# TEXTE À LIRE:
------------

D’où vient alors l’indéniable corrélation entre abondance des abeilles et rendement, observée dans cet article ? En fait, il existe une autre cause possible, bien plus vraisemblable que l’amélioration de la pollinisation, mais que les auteurs n’évoquent pas: une corrélation commune de ces deux variables avec leur vrai facteur causal: la densité de fleurs par m2.

Les parcelles qui abordent le printemps avec une bonne densité de pieds et de fleurs attirent de ce fait plus d’abeilles que les parcelles moins florifères. Elles obtiennent ainsi en fin de compte des rendements nettement plus élevés que la moyenne, car elles ont déjà franchi avec succès les périodes de risques majeurs que représentent l’automne et l’hiver. De plus, leur nombre élevé de fleurs leur permet de mieux résister aux accidents possibles en fin de cycle. Dans cette hypothèse, il n’y aurait aucune relation de causalité entre abeilles et rendement : c’est au contraire la forte présence d’abeilles qui serait une conséquence du potentiel de rendement élevé des parcelles les plus florifères.

------------

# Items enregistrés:
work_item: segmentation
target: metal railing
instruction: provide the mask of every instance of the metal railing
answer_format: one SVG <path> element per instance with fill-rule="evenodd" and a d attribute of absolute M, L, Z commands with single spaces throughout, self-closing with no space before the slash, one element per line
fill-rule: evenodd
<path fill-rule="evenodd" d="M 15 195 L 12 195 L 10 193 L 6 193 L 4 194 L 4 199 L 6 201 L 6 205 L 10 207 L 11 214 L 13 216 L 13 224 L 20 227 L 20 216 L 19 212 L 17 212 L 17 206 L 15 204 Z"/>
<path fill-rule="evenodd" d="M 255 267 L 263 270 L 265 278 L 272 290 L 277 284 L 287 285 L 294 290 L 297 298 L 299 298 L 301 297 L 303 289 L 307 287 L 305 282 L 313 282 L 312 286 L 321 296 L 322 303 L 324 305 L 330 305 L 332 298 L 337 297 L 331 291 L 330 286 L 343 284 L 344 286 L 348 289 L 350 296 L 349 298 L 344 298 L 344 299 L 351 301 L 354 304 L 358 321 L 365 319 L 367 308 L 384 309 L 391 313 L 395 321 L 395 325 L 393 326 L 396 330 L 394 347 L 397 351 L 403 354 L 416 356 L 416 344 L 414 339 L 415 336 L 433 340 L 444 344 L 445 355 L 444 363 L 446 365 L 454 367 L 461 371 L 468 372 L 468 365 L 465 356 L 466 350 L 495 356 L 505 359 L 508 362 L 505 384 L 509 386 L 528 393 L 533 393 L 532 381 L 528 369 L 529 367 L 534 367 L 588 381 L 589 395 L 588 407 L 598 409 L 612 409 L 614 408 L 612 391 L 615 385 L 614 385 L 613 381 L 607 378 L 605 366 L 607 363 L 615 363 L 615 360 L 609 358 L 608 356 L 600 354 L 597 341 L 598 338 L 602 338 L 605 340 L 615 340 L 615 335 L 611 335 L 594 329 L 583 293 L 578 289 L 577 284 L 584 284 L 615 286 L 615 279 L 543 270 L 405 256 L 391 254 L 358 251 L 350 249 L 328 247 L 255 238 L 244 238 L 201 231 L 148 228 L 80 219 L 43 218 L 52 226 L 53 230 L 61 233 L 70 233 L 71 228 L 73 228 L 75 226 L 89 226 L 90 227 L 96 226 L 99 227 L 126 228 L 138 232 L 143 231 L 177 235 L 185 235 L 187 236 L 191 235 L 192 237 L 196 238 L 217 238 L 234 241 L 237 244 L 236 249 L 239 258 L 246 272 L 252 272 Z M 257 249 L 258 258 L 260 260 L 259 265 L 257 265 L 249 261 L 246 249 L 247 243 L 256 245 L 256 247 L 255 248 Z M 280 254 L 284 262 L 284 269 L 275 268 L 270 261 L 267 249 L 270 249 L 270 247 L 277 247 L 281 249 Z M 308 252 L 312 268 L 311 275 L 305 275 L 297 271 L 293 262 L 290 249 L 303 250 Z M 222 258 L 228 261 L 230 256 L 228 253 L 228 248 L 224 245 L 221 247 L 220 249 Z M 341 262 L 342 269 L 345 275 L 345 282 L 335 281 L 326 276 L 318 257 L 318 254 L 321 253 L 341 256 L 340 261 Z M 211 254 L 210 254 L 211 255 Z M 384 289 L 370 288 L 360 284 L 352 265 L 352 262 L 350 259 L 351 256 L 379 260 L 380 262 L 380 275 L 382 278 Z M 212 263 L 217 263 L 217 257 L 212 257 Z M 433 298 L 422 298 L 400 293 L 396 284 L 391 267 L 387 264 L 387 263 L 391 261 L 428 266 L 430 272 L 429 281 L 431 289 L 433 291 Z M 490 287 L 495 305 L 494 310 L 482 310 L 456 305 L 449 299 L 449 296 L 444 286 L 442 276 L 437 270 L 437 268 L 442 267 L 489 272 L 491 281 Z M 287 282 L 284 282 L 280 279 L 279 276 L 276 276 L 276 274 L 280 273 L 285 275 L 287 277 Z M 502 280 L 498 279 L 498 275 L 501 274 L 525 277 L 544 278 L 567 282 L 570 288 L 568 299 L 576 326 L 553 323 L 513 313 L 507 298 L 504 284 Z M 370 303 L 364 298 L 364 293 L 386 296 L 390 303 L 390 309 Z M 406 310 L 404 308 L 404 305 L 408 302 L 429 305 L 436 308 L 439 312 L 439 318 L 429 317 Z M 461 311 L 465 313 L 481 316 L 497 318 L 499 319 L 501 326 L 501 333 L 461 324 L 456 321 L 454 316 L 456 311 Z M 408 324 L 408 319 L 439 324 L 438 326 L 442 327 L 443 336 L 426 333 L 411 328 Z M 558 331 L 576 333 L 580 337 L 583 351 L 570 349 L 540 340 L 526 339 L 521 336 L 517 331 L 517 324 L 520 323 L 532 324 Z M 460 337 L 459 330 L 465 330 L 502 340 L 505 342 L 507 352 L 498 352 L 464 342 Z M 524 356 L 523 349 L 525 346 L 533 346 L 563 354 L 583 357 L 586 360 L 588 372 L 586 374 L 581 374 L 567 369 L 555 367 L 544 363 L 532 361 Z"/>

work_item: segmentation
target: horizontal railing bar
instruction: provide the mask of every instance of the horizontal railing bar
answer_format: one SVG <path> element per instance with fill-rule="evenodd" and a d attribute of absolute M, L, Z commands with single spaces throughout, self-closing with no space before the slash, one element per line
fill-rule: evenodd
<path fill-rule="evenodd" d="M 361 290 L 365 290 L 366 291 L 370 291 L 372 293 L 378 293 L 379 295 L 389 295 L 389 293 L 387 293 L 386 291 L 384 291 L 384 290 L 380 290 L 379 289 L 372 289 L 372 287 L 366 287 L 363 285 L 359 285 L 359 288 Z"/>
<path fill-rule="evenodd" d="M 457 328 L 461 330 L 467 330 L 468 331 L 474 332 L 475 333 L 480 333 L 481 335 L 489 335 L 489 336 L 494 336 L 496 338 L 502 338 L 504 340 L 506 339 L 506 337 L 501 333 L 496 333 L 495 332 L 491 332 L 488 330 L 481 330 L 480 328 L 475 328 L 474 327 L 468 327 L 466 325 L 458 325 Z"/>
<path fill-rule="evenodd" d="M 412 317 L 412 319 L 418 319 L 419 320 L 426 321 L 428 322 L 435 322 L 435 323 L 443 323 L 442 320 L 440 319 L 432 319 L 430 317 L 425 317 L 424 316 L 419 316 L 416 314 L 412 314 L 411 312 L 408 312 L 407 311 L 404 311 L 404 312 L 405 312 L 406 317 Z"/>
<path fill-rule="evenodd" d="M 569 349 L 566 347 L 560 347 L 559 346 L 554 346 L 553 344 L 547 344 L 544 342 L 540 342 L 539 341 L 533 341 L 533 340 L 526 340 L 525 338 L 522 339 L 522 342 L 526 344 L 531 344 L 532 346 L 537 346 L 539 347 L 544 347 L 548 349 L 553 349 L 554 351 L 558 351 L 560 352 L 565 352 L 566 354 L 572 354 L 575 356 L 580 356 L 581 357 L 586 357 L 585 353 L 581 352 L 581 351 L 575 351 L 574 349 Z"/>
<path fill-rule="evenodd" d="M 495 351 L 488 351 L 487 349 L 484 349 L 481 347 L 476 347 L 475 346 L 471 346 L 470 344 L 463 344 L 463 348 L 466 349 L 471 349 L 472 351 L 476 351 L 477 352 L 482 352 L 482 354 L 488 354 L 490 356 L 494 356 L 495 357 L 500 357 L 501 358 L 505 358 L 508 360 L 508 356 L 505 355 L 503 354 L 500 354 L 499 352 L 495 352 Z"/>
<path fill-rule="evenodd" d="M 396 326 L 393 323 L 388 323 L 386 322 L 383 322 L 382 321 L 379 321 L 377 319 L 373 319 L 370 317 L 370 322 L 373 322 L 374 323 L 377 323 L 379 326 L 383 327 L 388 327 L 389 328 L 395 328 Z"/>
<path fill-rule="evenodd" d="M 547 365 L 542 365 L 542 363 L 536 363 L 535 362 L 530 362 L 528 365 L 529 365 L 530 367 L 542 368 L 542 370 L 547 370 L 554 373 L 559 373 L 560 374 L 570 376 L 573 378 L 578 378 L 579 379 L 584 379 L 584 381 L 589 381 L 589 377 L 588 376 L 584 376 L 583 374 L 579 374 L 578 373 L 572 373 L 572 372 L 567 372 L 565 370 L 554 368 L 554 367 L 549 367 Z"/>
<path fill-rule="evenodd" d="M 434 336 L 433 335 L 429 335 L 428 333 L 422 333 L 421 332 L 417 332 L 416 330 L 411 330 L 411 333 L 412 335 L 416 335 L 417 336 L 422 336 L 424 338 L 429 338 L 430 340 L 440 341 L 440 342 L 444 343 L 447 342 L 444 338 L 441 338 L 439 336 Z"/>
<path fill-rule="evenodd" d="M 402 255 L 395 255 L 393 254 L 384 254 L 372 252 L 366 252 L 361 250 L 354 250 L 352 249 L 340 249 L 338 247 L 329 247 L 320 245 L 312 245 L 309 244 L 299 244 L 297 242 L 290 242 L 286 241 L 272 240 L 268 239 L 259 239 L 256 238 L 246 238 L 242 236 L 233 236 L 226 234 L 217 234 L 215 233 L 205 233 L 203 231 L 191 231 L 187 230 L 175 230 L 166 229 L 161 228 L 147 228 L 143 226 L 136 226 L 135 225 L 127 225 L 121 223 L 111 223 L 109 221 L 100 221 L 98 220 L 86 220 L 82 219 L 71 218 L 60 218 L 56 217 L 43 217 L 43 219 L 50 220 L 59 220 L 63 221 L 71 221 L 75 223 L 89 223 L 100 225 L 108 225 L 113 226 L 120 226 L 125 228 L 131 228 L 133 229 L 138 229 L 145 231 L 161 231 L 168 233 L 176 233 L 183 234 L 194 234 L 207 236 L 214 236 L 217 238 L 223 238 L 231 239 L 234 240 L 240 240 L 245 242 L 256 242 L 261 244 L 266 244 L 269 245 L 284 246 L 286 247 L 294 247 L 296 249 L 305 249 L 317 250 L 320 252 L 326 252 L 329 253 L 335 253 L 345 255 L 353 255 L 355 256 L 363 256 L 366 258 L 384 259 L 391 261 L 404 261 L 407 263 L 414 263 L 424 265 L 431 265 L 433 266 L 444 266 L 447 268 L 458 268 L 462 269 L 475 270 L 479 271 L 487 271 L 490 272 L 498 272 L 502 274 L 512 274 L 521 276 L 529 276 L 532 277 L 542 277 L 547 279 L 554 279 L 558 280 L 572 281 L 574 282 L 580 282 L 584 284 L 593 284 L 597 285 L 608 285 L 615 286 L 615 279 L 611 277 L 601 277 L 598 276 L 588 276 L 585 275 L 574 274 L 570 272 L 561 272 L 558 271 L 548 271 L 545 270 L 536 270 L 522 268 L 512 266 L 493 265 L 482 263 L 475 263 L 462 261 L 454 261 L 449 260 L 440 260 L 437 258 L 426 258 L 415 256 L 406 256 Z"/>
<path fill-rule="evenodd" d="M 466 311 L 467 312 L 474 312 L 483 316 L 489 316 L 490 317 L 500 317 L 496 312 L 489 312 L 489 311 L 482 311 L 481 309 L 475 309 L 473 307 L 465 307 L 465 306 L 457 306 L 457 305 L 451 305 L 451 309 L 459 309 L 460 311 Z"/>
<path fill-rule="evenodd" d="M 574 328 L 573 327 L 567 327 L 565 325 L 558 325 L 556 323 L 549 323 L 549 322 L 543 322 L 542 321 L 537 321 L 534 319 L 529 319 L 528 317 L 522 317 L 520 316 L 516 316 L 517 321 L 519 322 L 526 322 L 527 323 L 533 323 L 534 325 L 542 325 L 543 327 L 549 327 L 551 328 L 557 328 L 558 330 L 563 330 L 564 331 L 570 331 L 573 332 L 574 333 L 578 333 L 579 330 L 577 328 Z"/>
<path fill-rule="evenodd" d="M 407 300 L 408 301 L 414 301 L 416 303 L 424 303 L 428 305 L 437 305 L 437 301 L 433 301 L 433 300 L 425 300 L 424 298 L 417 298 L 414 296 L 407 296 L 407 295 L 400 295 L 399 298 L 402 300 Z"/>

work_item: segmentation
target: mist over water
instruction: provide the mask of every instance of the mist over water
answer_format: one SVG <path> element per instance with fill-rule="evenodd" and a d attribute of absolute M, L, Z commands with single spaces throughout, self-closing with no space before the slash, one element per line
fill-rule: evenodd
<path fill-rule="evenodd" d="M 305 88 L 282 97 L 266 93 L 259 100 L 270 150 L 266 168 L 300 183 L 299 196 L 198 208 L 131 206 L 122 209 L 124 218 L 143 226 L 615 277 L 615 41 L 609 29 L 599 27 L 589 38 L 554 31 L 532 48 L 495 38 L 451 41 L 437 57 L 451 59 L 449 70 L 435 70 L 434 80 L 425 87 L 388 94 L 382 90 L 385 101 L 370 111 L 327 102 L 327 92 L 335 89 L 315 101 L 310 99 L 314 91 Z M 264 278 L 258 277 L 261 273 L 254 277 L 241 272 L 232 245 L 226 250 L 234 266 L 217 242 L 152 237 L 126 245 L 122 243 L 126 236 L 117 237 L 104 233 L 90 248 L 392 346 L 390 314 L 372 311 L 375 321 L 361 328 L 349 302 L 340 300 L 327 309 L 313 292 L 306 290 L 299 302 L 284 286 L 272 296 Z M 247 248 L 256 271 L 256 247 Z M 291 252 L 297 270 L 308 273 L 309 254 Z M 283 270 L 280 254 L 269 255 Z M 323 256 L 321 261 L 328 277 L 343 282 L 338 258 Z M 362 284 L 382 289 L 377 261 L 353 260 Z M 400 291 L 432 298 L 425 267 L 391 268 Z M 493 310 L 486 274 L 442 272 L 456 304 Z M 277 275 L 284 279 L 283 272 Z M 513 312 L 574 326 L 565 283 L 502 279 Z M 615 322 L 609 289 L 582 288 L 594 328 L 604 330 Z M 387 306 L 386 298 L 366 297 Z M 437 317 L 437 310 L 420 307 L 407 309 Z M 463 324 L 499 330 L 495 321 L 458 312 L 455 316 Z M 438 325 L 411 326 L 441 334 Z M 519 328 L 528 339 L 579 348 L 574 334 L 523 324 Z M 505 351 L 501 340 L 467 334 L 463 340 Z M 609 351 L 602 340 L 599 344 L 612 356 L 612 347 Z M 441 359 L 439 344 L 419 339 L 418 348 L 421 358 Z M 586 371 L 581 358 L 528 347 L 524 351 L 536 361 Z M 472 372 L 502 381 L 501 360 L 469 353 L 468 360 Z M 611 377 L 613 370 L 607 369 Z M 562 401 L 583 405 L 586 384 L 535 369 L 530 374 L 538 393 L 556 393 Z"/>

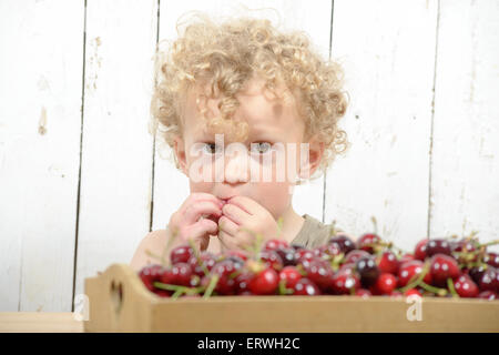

------------

# QUESTIONS D'ÉTUDE:
A: D'après le texte à lire, quel est le vrai facteur causal commun à l'abondance des abeilles et au rendement ?
B: Traduisez en anglais la phrase suivante du texte à lire : « De plus, leur nombre élevé de fleurs leur permet de mieux résister aux accidents possibles en fin de cycle. »
C: Recopiez le passage du texte à lire qui va de « Les parcelles qui » jusqu'à « les plus florifères. ».

# RÉPONSES AUX CONSIGNES:
A: La densité de fleurs par m2.

B: Moreover, their high number of flowers allows them to better withstand possible mishaps at the end of the cycle.

C:
Les parcelles qui abordent le printemps avec une bonne densité de pieds et de fleurs attirent de ce fait plus d’abeilles que les parcelles moins florifères. Elles obtiennent ainsi en fin de compte des rendements nettement plus élevés que la moyenne, car elles ont déjà franchi avec succès les périodes de risques majeurs que représentent l’automne et l’hiver. De plus, leur nombre élevé de fleurs leur permet de mieux résister aux accidents possibles en fin de cycle. Dans cette hypothèse, il n’y aurait aucune relation de causalité entre abeilles et rendement : c’est au contraire la forte présence d’abeilles qui serait une conséquence du potentiel de rendement élevé des parcelles les plus florifères.